● **Work instructions**: State the number of lines in the following data that include the word "right", with no other text.

● **Data supplied**:
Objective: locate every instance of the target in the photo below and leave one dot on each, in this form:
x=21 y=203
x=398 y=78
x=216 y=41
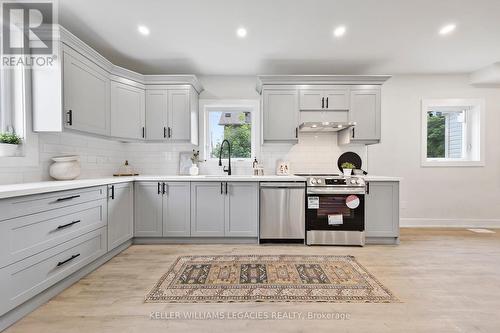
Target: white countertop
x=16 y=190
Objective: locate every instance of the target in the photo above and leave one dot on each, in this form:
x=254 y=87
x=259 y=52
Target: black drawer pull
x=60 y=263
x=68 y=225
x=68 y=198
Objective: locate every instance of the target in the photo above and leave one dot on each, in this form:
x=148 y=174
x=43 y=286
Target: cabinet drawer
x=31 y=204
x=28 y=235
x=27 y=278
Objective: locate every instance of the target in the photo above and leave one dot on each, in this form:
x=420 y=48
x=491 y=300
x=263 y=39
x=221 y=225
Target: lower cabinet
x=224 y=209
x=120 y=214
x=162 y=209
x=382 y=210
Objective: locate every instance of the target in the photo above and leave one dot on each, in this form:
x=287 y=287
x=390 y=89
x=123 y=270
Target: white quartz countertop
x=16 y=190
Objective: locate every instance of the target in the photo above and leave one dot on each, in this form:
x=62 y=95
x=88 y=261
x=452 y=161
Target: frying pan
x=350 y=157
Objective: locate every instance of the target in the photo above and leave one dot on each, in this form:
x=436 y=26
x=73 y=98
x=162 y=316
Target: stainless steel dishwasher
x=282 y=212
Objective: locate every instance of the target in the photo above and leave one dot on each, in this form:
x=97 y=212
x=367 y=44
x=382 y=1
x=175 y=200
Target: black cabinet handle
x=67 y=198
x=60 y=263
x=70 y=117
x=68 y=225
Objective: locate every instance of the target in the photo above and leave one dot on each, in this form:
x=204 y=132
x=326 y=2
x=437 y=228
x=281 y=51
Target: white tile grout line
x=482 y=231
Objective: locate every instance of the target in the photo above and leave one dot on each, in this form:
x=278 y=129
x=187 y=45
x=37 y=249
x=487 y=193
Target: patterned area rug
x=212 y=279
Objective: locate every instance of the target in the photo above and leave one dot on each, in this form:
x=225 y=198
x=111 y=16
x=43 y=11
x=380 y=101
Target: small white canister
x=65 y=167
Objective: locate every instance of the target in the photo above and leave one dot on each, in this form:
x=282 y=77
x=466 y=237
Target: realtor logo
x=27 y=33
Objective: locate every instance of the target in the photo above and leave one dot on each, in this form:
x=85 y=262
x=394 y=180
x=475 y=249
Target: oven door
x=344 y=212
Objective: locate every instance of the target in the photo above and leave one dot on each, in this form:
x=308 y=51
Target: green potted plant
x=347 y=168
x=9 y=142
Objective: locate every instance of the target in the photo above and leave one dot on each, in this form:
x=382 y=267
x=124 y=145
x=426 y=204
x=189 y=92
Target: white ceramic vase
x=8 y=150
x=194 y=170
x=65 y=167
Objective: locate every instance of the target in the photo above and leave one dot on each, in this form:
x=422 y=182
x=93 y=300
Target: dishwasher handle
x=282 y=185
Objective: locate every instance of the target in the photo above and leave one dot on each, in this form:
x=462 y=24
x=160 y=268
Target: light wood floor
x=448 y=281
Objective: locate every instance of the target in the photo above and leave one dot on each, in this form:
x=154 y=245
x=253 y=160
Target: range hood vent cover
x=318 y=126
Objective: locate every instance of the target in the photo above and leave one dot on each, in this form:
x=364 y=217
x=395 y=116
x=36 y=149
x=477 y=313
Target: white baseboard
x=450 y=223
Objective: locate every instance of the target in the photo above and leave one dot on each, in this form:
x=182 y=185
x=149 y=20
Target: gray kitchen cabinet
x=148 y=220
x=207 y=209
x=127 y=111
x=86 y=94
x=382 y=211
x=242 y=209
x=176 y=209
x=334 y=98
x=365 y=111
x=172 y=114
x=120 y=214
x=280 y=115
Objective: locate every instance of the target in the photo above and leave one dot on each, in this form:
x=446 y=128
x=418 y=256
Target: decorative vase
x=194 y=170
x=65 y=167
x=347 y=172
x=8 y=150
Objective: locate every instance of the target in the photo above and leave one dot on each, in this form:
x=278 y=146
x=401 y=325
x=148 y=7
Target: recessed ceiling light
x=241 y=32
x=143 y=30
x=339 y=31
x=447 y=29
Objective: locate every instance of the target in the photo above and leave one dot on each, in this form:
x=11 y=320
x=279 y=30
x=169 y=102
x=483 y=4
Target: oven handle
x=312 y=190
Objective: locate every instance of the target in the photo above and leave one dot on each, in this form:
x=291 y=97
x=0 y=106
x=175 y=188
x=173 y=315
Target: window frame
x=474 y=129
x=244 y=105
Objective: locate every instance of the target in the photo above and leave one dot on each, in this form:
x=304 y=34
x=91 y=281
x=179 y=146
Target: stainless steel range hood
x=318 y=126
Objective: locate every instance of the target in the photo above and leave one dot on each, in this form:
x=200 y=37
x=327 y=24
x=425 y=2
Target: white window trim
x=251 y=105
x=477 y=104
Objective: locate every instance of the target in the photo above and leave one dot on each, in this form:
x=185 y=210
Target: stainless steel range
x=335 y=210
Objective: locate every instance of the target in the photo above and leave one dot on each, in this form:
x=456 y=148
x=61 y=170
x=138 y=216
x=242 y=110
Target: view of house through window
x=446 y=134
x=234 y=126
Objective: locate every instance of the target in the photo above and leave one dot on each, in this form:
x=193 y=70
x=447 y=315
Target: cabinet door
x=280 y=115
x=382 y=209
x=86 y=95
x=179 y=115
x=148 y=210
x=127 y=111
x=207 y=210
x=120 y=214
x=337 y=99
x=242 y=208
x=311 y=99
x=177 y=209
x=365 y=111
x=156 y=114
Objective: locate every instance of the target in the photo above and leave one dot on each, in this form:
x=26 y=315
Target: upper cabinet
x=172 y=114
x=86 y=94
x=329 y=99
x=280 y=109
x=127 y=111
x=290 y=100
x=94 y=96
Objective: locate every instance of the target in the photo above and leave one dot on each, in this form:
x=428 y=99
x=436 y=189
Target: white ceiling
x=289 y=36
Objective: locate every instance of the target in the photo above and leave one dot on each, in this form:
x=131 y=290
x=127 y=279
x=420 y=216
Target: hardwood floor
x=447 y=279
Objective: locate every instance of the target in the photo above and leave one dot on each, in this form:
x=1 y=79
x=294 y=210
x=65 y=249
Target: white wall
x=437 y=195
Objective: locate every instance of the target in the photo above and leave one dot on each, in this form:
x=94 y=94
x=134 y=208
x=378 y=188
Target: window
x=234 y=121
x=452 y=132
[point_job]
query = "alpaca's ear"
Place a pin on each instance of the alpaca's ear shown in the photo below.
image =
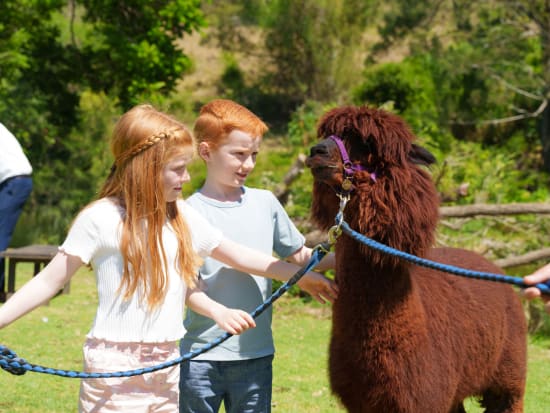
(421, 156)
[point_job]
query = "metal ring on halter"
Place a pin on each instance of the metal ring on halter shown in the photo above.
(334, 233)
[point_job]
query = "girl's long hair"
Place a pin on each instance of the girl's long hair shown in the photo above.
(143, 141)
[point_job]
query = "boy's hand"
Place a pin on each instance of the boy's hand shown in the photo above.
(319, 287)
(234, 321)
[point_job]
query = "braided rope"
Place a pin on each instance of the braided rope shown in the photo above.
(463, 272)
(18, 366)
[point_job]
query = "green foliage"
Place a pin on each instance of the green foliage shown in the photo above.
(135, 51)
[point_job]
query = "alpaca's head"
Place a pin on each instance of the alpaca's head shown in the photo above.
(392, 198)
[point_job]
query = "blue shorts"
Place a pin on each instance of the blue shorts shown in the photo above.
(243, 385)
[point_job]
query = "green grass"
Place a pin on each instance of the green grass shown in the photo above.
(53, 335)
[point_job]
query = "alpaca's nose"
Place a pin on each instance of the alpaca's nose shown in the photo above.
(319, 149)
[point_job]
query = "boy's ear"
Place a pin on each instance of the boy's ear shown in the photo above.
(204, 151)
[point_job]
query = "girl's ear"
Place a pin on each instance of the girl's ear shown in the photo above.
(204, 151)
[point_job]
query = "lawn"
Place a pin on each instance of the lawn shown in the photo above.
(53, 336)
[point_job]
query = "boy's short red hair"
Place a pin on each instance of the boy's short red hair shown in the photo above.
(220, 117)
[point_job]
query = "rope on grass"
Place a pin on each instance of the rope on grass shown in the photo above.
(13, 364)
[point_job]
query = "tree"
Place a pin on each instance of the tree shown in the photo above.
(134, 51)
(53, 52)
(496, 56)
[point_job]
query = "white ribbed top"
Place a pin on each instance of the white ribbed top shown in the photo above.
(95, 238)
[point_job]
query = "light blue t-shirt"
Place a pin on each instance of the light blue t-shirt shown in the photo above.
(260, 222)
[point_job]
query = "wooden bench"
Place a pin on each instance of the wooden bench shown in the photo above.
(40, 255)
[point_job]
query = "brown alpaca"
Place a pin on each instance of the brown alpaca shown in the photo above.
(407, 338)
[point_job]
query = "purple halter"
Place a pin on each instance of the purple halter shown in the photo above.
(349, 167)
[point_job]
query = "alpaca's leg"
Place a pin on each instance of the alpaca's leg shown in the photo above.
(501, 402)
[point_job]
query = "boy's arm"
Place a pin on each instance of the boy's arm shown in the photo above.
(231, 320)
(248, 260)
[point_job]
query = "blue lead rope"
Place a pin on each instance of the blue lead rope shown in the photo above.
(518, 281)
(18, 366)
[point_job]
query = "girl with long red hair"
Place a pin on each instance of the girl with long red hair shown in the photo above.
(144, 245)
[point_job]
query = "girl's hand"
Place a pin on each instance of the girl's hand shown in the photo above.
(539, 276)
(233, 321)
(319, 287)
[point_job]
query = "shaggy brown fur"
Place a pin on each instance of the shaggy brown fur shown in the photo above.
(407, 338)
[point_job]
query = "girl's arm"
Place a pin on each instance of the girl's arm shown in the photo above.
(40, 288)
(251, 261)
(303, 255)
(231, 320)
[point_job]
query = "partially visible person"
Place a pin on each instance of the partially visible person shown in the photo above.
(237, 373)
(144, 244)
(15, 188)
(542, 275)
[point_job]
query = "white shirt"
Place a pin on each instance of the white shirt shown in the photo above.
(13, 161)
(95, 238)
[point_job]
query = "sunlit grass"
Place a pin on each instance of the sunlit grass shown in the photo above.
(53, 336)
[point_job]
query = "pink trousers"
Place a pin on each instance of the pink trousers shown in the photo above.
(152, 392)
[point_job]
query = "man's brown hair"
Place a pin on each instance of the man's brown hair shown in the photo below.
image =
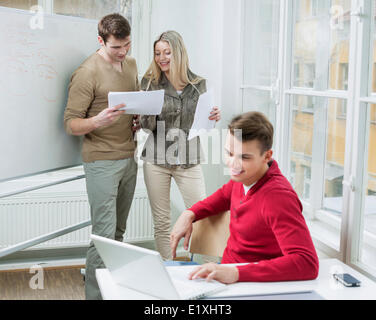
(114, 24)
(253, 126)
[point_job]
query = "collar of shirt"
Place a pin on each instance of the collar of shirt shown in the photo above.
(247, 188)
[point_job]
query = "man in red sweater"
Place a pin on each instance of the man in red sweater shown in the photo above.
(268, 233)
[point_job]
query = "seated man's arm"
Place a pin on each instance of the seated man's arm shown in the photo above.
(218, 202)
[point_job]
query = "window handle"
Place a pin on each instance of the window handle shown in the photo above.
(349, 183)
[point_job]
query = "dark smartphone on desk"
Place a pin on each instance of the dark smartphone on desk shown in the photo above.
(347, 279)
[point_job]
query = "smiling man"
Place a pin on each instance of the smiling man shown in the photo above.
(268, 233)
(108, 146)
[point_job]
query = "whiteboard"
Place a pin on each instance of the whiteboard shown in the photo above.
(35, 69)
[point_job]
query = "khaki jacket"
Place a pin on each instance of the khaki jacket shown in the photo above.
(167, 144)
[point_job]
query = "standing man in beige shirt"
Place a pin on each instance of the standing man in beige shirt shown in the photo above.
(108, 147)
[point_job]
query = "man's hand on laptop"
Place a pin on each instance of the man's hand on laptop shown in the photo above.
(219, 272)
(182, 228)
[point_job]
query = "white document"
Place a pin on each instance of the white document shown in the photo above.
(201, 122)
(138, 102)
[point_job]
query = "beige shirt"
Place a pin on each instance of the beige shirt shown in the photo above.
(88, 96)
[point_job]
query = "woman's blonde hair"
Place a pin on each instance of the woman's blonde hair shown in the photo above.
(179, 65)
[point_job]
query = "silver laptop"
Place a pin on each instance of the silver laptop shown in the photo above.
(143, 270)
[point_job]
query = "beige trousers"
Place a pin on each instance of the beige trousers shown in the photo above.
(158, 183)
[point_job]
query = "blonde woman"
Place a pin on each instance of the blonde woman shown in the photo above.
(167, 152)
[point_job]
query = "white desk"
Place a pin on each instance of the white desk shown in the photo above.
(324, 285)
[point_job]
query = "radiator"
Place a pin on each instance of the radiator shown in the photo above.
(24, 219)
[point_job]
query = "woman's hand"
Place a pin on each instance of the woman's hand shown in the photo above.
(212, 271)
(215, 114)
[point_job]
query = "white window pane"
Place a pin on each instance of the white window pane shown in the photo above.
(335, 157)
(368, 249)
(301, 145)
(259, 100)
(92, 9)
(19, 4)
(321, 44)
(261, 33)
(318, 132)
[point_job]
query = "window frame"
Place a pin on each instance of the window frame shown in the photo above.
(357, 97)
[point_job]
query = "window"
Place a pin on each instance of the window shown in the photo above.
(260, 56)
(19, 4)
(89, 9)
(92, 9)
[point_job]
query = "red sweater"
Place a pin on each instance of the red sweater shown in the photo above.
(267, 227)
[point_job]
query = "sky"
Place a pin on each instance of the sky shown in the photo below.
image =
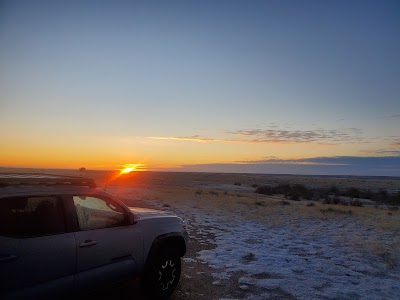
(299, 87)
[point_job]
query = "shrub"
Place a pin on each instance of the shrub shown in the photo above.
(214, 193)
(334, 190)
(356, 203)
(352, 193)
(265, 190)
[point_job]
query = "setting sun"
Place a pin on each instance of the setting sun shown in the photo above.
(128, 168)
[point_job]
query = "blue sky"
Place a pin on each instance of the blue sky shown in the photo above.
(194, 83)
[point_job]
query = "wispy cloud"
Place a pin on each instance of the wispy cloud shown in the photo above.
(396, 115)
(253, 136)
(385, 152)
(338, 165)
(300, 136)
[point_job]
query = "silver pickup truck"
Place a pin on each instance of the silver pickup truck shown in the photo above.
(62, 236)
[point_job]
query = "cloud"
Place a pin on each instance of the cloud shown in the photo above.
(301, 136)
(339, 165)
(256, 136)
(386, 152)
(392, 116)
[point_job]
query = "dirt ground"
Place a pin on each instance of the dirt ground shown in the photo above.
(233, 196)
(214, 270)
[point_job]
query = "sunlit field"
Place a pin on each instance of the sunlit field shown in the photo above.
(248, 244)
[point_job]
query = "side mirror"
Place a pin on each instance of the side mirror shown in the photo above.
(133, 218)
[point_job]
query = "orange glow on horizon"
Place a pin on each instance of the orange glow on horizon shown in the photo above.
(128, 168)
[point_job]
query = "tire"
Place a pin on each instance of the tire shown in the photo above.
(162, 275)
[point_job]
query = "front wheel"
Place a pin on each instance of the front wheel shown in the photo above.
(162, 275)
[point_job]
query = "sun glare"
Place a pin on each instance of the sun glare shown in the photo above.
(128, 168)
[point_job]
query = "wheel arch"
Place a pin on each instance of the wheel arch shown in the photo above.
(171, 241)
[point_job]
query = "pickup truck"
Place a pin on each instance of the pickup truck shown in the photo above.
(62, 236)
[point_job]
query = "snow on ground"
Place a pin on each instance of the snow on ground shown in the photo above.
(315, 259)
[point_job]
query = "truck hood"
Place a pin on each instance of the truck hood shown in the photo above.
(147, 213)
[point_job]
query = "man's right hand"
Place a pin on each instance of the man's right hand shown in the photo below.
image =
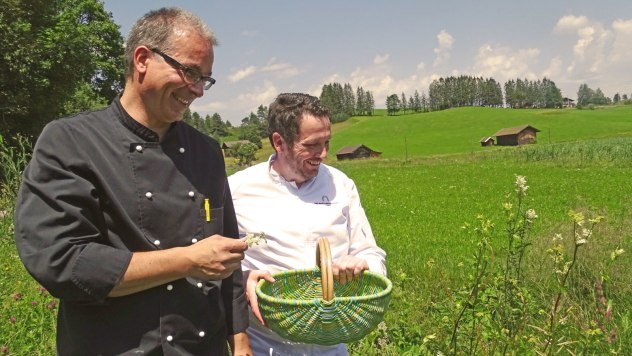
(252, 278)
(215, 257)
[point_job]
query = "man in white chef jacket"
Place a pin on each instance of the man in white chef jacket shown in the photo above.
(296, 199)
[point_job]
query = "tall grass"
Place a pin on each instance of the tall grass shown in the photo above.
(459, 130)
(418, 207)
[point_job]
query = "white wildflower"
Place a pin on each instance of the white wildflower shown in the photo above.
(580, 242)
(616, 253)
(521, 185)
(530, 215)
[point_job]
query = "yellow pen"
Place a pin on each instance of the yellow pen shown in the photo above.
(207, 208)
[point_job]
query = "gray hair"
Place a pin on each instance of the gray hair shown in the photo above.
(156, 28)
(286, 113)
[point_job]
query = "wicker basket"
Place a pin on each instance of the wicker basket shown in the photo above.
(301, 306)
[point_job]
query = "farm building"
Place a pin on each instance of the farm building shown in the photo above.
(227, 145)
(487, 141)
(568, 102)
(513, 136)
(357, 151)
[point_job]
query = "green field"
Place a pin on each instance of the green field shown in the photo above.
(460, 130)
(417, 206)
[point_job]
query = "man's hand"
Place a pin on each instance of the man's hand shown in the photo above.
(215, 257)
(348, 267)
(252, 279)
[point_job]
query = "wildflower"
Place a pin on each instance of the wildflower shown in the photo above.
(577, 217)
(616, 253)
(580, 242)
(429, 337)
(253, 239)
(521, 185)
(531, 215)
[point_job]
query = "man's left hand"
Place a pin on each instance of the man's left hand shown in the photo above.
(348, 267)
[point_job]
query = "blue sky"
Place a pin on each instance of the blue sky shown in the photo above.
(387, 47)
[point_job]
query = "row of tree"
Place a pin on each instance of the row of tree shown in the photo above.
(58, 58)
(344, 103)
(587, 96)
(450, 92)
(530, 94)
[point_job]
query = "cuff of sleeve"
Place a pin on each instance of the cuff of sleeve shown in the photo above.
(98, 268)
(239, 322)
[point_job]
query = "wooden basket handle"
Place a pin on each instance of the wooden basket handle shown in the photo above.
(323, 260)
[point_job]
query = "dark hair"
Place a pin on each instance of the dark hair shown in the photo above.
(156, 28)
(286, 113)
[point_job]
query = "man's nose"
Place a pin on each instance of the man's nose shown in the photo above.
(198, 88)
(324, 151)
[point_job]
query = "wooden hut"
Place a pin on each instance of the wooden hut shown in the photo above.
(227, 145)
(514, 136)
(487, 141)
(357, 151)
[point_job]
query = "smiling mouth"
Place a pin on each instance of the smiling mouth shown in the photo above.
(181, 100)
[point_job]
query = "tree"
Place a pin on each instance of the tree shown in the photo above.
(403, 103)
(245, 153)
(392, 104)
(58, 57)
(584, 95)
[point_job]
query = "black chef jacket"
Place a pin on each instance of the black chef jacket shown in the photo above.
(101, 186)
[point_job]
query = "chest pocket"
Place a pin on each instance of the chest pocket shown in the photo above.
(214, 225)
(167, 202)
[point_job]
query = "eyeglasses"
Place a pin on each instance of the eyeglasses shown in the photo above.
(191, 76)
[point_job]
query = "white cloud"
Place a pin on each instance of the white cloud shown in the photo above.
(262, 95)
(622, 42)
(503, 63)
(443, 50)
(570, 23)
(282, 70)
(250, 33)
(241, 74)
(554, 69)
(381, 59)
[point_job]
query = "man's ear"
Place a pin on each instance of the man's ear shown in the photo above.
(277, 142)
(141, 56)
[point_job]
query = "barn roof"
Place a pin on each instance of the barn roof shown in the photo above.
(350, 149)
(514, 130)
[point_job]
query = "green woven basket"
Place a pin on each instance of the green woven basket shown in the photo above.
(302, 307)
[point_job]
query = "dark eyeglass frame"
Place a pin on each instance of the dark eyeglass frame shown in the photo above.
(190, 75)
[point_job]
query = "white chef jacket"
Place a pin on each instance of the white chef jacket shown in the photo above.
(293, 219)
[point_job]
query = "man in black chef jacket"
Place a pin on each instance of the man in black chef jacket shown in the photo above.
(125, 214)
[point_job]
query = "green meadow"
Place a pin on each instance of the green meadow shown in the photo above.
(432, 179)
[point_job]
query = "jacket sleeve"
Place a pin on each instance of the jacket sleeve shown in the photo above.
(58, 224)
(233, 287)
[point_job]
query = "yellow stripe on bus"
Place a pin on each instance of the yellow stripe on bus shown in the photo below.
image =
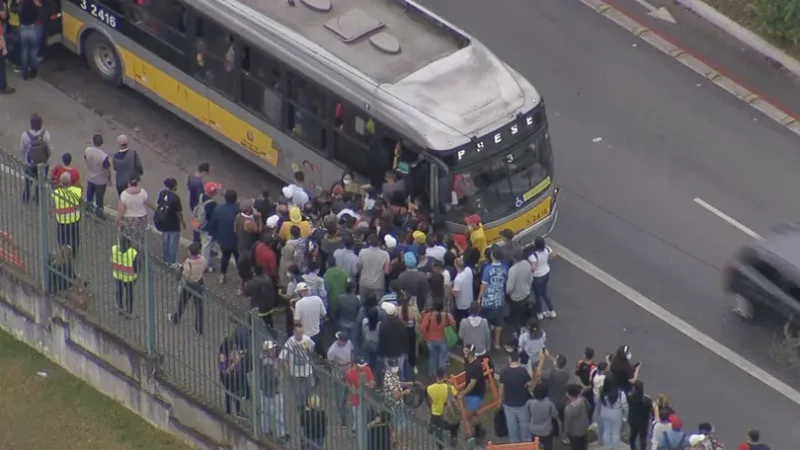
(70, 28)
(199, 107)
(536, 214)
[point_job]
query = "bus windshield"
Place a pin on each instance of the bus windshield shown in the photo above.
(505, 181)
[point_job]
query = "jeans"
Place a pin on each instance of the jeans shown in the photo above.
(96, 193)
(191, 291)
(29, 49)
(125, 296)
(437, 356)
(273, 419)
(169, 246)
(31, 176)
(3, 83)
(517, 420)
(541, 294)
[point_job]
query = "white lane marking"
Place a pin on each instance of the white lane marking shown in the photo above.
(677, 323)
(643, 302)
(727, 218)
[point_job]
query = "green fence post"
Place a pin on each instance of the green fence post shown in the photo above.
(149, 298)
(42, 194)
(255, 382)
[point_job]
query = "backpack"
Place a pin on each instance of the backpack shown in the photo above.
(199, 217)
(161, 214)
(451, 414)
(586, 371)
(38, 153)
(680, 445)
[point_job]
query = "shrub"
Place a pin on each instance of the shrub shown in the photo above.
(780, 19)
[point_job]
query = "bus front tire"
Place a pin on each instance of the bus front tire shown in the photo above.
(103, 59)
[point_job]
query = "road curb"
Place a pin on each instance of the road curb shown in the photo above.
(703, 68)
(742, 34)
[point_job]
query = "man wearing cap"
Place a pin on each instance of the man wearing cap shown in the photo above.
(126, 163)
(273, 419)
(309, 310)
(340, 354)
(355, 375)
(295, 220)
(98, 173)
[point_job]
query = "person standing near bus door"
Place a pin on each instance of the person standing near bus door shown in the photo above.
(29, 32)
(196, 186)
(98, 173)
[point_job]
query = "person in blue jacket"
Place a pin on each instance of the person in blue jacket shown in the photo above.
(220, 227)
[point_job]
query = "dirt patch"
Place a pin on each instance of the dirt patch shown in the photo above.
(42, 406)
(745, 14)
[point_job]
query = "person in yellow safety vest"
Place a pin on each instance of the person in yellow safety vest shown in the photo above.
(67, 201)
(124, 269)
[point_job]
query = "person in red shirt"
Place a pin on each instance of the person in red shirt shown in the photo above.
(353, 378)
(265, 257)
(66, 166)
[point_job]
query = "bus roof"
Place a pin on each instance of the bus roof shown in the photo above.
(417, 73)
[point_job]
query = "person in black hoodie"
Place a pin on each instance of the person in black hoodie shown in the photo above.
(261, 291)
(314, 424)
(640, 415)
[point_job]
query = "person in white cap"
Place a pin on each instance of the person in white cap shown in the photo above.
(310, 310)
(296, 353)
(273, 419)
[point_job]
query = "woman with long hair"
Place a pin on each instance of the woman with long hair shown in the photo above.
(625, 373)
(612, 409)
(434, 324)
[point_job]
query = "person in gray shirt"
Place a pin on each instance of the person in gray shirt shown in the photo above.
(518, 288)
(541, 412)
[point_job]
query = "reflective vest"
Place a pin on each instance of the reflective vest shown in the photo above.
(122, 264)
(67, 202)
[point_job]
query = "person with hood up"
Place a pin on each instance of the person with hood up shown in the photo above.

● **Task answer**: 2